== Exercise instructions ==
The pictures are to be left out when the listing below is reproduced word for word.

== Raw data ==
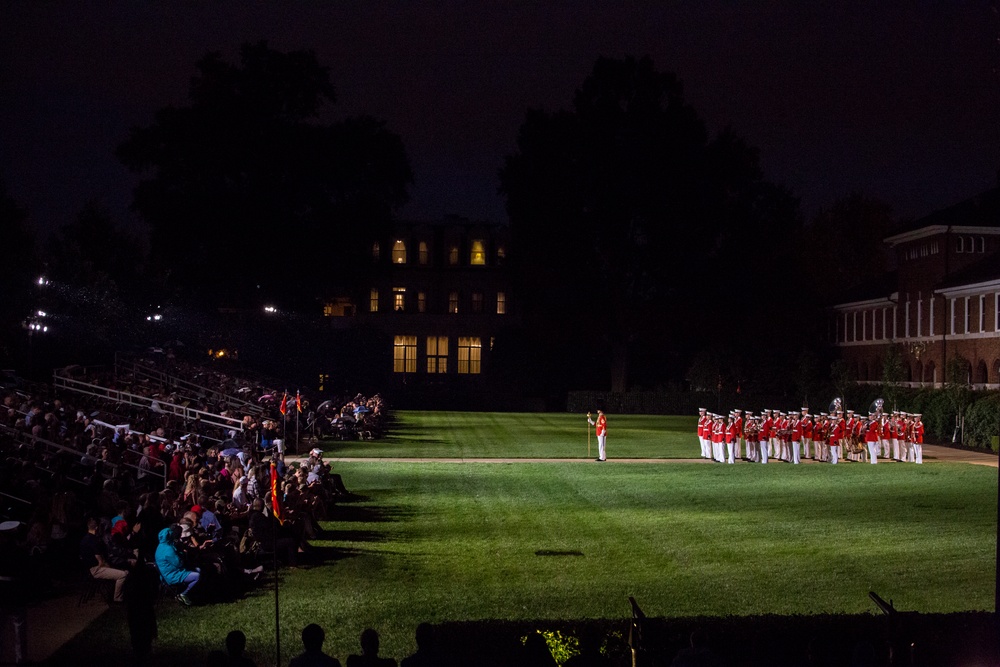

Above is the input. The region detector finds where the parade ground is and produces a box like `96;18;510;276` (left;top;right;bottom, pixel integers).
30;412;1000;665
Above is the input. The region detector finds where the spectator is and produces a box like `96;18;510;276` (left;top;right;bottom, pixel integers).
224;630;257;667
79;516;128;603
347;628;396;667
401;623;439;667
155;524;200;606
289;623;341;667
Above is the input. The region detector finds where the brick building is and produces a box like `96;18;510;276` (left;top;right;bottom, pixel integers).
831;188;1000;388
321;216;515;394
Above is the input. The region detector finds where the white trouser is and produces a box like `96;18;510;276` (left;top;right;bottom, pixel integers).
913;442;922;464
867;442;878;464
830;445;840;465
802;437;811;459
880;439;890;458
892;438;900;460
597;435;606;460
759;440;768;464
726;441;735;464
792;441;800;464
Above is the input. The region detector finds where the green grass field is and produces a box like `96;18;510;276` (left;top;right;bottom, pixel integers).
326;411;699;458
49;412;997;666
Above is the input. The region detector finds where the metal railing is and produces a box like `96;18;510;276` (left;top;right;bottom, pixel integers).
116;357;264;416
52;370;245;435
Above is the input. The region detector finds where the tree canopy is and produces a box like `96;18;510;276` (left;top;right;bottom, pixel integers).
500;56;800;392
118;41;412;307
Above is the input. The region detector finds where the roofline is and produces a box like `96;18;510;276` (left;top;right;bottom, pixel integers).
885;225;1000;246
831;293;899;311
935;278;1000;298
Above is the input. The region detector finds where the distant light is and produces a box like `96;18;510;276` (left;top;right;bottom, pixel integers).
36;310;46;317
263;305;277;314
146;313;163;322
37;276;49;286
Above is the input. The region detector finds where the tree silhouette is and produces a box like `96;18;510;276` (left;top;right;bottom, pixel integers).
118;41;412;307
501;56;798;392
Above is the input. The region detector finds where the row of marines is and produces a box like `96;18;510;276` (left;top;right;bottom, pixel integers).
697;407;925;465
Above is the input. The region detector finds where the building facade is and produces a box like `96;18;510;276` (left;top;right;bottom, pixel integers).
322;216;515;393
831;188;1000;388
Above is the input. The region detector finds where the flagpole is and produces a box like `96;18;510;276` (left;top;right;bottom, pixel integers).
271;459;281;667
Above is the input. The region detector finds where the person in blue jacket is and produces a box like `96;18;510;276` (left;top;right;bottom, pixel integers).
155;525;200;605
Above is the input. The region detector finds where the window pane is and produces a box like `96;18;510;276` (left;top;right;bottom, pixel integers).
458;337;481;374
418;241;429;265
497;292;506;315
392;240;407;264
470;240;486;265
370;288;379;313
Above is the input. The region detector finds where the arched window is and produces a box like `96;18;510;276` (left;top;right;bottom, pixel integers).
392;240;407;264
418;241;429;265
372;242;380;260
992;359;1000;384
470;240;486;265
448;246;459;265
975;360;988;385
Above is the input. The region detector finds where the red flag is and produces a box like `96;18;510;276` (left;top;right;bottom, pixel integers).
279;392;287;416
270;461;283;525
296;390;302;414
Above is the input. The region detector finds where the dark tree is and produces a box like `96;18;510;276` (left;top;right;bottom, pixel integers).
501;56;799;392
0;181;39;365
45;201;145;297
801;193;896;302
118;41;412;307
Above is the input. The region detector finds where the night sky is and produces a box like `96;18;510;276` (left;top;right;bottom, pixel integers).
2;2;998;241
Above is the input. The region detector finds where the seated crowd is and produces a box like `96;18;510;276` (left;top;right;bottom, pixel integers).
0;359;373;609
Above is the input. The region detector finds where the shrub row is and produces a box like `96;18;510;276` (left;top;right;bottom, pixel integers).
432;612;998;666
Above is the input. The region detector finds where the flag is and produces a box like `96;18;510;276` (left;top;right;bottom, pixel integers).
279;392;287;416
270;461;283;525
296;390;302;414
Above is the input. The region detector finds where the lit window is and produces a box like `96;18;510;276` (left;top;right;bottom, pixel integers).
372;242;380;260
323;302;334;317
471;292;483;313
393;287;406;312
497;292;506;315
393;335;417;373
426;336;448;373
470;240;486;265
448;292;459;314
392;240;407;264
457;337;481;374
370;288;379;313
419;241;429;265
418;292;426;313
448;246;459;265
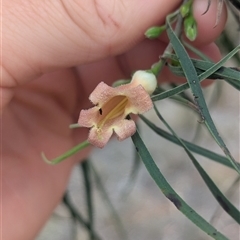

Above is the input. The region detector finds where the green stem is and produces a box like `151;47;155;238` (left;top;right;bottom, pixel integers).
42;140;90;165
151;8;183;77
183;40;211;61
69;123;81;129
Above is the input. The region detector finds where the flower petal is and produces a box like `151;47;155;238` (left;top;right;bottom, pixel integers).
124;85;153;114
88;126;113;148
113;119;136;141
78;107;99;127
89;82;117;106
79;76;154;148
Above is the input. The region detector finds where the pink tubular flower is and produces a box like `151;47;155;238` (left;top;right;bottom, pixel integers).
78;71;157;148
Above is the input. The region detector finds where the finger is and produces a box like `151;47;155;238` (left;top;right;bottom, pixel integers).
3;0;181;86
2;69;91;240
3;156;76;240
160;0;227;46
77;40;221;105
119;40;222;78
190;0;227;45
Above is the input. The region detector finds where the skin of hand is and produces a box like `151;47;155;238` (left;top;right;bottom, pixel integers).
1;0;226;239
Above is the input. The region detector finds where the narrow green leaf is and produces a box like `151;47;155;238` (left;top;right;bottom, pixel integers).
153;105;240;224
131;131;228;240
90;162;129;240
192;58;240;82
121;147;142;197
81;161;94;240
192;59;240;90
63;193;102;240
140;115;240;169
183;40;212;61
166;18;240;174
166;49;240;82
168;61;240;90
168;58;240;82
151;46;240;102
220;31;240;64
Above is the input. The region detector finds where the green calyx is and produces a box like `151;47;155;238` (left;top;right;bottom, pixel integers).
145;25;166;39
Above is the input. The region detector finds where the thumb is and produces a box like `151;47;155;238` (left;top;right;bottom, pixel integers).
3;0;180;85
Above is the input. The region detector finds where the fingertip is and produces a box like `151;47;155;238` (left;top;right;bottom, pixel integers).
191;0;227;46
159;0;227;46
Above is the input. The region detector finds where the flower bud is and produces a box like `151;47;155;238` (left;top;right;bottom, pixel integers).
180;0;193;18
145;26;166;39
131;71;157;95
184;15;197;41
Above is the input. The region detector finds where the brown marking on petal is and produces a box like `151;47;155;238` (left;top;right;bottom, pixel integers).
99;108;103;115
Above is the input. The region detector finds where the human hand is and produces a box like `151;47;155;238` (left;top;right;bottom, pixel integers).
2;0;226;239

== Reply to the exercise ==
Above is the input. The region detector finds where the parade ground is and produces a box like `96;18;510;276` (left;top;right;bottom, pixel integers).
30;412;1000;665
Above is the input. The region detector finds where the spectator is and produces a box like `96;18;510;276` (left;top;right;bottom, pixel integers).
224;630;257;667
79;516;128;603
347;628;396;667
401;623;439;667
155;524;200;606
289;623;341;667
Above is the input. The region detector finds where the brick building is and produces a box like `96;18;510;276` (left;top;right;bottom, pixel integers).
831;188;1000;388
321;216;515;394
Above is the input. The region detector finds where the white trouser is and produces a box like `96;18;510;276` (left;top;right;bottom, pixel integers).
913;442;922;464
867;442;878;464
830;445;840;465
802;437;811;459
880;439;890;458
892;438;900;460
597;435;606;460
759;440;768;464
726;441;735;464
792;441;800;464
Above is the input. The region detector finds where the green grass field is and produces a box like `96;18;510;276` (left;top;right;bottom, pixel integers).
326;411;699;458
49;412;997;666
Above is the input. The region detector finds where the metal railing is and produces a box like `96;18;510;276` (left;top;right;bottom, pixel integers).
116;357;264;416
52;370;245;435
Above is the input. The region detector finds where the tree canopy is and produces a box like `96;18;510;276` (left;top;right;bottom, pixel integers).
500;56;800;392
118;41;412;307
Above is the input. The region detector finds where the roofline is and produces a box like `96;18;510;276` (left;top;right;bottom, pixel integers).
885;225;1000;246
831;293;899;311
935;278;1000;298
Above is the input. The region detector finds where the distant light is and produces a box like `96;18;510;276` (left;top;right;bottom, pixel integers).
36;310;46;317
263;305;277;314
146;313;163;322
37;276;49;286
Above is the input. The region detector finds where the tree silhouette is and produces a box like `96;18;510;276` (left;top;right;bottom, pixel integers).
118;41;412;307
501;56;798;392
Above is the input. The region detector finds where the row of marines is and produces a box like `96;18;510;276` (left;top;right;bottom, pixel integers).
697;407;925;465
Above is the input. The region detector finds where the building facade is and produces a box like `96;18;510;276` (left;top;right;bottom, pixel integers).
322;216;515;393
831;188;1000;388
Above is the input. The region detector finds where the flagpole is and produces a box like `96;18;510;276` (left;top;right;bottom, pixel integers).
271;459;281;667
Above is the input. The region detector finds where the person in blue jacket is and produces a box like `96;18;510;276` (left;top;right;bottom, pixel integers).
155;525;200;605
Above is the input. The region detector finds where the window pane is and produces a box like `96;18;510;276` (left;top;right;bottom, pixel integers).
458;337;481;374
418;241;429;265
497;292;506;315
392;240;407;264
470;240;486;265
370;288;379;313
Above is the input. The region detector finds where the arched window is and produces a box like `96;18;510;276` (left;top;right;bottom, pixel integers).
392;240;407;264
418;241;429;265
372;242;380;260
992;359;1000;384
470;240;486;265
448;246;459;265
975;360;988;385
Above is the input. The region detector finds where the red flag is and produces a box like `96;18;510;276` (left;top;right;bottom, pixel integers).
279;392;287;416
270;461;283;525
296;390;302;414
Above is the input. The region detector finds where the dark tree is and produces a box like `96;18;510;276` (left;top;right;bottom, pixel integers).
501;56;799;392
0;181;39;365
45;201;145;297
801;193;896;302
118;41;412;307
Above is the input. The region detector finds where the night sky is and produces a box like `96;18;510;276` (left;top;right;bottom, pixel integers).
2;2;998;241
Above is the input. The region detector finds where the seated crowd is and produces a box like `96;18;510;276` (left;top;right;bottom, pixel integers).
0;359;373;609
Above is the input. The region detector finds where the shrub row is and produces a box like `96;18;510;276` (left;top;right;bottom, pixel integers).
432;612;998;666
Above is the input. The region detector finds where the flag is and produces a box like `96;18;510;276` (left;top;right;bottom, pixel integers).
279;392;287;416
270;461;283;525
296;390;302;414
Above is the input. The region detector finds where the lit window is and produces a box like `96;18;510;276` (left;top;right;bottom, pixel integers).
372;242;380;260
323;302;334;317
471;292;483;313
393;287;406;312
497;292;506;315
393;335;417;373
426;336;448;373
470;240;486;265
448;292;459;314
392;240;407;264
457;337;481;374
370;288;379;313
419;241;429;265
418;292;426;313
448;246;459;265

Above is the input. The region detector finds where the green stem is and produces a box like `151;47;155;238` (left;top;right;bottom, pixel integers).
42;140;90;165
151;8;183;77
183;40;211;61
69;123;81;129
Above is the input. The region detector finds where the flower petal is and produces a box like `151;47;155;238` (left;top;right;bottom, pixel integers).
124;85;153;114
88;126;113;148
113;119;136;141
78;107;99;127
89;82;117;106
79;76;154;148
Above is the input. The region detector finds where the pink tubular flower is and produces a box like `151;47;155;238` (left;top;right;bottom, pixel integers).
78;71;157;148
Above is the input. The region detector finds where the finger is and produces a box like `151;47;155;238` (left;top;right;bottom, pixel integers).
3;0;181;86
2;69;91;240
3;156;76;240
160;0;227;46
77;40;221;105
119;40;222;78
190;0;227;45
Above is the input. The region detector finds where the skin of hand is and produces a box like `151;47;155;238` (left;top;right;bottom, pixel integers).
1;0;226;239
Above is the input. The region detector finds where the narrow green leaf is and produces a box like `151;47;155;238` (left;top;right;bottom, pixel integers).
153;105;240;224
131;131;228;240
90;162;129;240
192;58;240;82
121;147;142;197
81;161;94;240
192;59;240;90
63;193;102;240
140;115;240;169
183;40;212;61
166;18;240;174
166;49;240;82
168;61;240;90
168;58;240;82
151;46;240;102
220;31;240;64
Above is the input. The region detector finds where the green calyx is and produces a box like `151;47;155;238` (left;top;right;bottom, pixel integers).
145;25;166;39
Above is the input. The region detector finds where the thumb is and produces a box like `151;47;155;238` (left;top;right;bottom, pixel integers).
3;0;180;85
Above is the input. The region detector finds where the fingertip is and produces a box like `151;47;155;238` (left;top;right;bottom, pixel integers).
191;0;227;46
159;0;227;46
Above is the input. The region detector finds where the flower bud is and produces a box like `151;47;155;238` (left;top;right;bottom, pixel integers).
180;0;193;18
145;26;166;39
131;71;157;95
184;15;197;41
Above is the input. The region detector finds where the brown marking on petal is and produces a box like `151;47;155;238` (left;top;right;bottom, pixel integers).
99;108;103;115
Above is the input. The region detector finds where the human hand is and produces a box like `151;47;155;238` (left;top;right;bottom, pixel integers).
2;0;226;239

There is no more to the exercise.